* _Directions for this task_: Note every line in the entries that contains the string "stainless", and copy it.

* _Point-per-instance localization data_:

====

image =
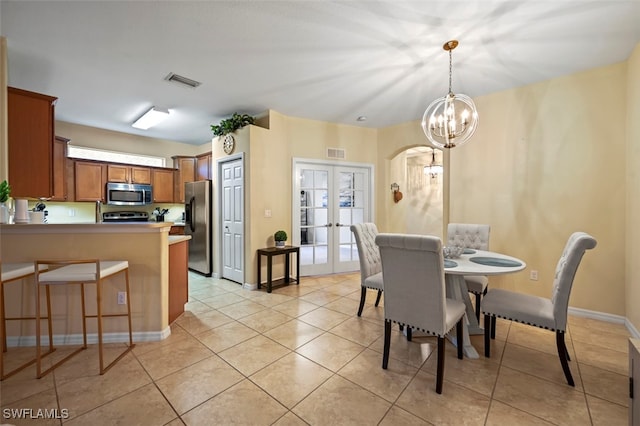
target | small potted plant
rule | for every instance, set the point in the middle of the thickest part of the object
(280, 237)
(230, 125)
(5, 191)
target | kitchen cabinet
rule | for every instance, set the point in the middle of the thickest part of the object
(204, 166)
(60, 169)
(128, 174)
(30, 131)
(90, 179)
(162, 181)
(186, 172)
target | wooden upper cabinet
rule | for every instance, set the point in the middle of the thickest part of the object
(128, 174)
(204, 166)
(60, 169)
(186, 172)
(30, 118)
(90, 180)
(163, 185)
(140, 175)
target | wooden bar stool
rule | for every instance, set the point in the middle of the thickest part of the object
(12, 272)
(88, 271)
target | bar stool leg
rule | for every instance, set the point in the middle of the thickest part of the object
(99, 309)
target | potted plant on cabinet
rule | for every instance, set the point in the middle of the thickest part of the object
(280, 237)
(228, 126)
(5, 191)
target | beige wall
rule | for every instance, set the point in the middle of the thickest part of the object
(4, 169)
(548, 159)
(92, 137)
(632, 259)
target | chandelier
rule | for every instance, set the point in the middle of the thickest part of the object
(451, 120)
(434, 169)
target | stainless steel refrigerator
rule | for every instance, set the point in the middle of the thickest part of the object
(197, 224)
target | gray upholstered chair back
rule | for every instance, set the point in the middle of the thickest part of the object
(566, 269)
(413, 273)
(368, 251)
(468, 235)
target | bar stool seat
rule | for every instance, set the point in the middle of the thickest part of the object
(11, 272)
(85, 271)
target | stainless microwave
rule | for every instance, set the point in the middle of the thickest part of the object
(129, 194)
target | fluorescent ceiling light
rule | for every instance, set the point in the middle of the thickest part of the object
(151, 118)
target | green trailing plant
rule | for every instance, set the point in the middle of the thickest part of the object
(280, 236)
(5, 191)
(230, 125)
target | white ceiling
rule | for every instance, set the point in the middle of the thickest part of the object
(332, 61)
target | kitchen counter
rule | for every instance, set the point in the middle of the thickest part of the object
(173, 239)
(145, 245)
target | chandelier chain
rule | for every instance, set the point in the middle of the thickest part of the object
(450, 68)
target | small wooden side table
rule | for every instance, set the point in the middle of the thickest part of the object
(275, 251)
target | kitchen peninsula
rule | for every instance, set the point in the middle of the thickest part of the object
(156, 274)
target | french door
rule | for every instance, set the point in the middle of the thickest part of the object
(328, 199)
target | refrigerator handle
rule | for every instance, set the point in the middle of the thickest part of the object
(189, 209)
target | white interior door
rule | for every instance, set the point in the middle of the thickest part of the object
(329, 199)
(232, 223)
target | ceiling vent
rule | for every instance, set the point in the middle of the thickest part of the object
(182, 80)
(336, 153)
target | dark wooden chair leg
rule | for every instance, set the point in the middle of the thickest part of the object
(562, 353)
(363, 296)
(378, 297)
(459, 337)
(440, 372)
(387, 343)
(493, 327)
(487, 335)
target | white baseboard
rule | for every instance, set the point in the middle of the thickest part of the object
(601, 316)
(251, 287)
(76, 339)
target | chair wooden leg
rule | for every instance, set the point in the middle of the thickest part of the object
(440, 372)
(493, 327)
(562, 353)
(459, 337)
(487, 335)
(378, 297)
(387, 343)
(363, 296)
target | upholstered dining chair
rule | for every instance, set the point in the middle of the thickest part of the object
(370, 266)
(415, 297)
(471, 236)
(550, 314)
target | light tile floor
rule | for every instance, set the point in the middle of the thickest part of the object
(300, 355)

====

* _Finished task_:
target | stainless steel refrigerator
target | stainless microwave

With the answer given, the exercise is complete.